— begin MATERIAL PROVIDED —
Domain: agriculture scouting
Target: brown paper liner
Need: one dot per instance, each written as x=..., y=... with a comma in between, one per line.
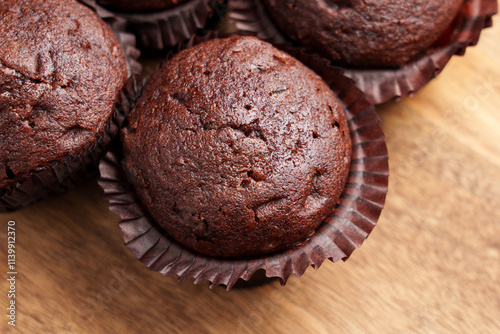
x=61, y=176
x=382, y=85
x=344, y=230
x=166, y=28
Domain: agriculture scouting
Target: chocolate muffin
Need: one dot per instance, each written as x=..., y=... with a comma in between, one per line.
x=365, y=34
x=136, y=5
x=237, y=149
x=61, y=71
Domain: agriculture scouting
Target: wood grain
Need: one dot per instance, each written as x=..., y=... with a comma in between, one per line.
x=432, y=265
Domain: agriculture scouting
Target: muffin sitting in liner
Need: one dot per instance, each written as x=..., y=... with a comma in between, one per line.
x=237, y=149
x=159, y=24
x=369, y=33
x=61, y=72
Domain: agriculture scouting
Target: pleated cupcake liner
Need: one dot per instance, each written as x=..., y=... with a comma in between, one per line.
x=58, y=177
x=383, y=85
x=344, y=230
x=165, y=28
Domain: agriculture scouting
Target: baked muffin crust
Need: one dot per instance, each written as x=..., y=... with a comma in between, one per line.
x=237, y=149
x=365, y=33
x=61, y=70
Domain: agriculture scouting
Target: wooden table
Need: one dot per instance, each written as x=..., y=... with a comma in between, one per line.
x=432, y=265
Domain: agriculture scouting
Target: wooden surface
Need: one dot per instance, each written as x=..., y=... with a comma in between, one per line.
x=432, y=265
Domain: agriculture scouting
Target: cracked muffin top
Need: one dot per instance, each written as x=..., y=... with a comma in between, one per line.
x=237, y=149
x=140, y=5
x=365, y=33
x=61, y=70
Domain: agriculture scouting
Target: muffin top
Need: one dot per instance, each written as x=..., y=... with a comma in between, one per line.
x=61, y=70
x=139, y=5
x=237, y=149
x=365, y=33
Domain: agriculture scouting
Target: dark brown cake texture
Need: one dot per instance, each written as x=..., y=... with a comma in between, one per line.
x=61, y=71
x=237, y=149
x=139, y=5
x=365, y=34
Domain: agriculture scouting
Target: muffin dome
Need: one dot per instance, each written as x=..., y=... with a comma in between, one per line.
x=237, y=149
x=61, y=70
x=371, y=33
x=139, y=5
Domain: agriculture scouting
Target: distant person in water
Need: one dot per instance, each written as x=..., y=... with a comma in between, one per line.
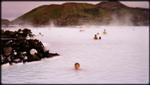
x=104, y=32
x=77, y=66
x=95, y=37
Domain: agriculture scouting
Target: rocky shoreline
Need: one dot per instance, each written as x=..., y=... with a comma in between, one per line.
x=20, y=47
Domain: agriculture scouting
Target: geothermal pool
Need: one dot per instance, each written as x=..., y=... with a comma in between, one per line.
x=121, y=56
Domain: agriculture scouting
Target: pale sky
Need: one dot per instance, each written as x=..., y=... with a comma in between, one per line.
— end MATERIAL PROVIDED —
PROBLEM DESCRIPTION:
Please reproduce the stretch of the listing from its first line through the line containing "x=166, y=28", including both ends, and leave the pictures out of your answer.

EXERCISE SOLUTION:
Domain: agriculture scouting
Target: brown paper liner
Need: one dot per instance, each written as x=..., y=... with a comma in between, one per line.
x=61, y=176
x=382, y=85
x=344, y=230
x=166, y=28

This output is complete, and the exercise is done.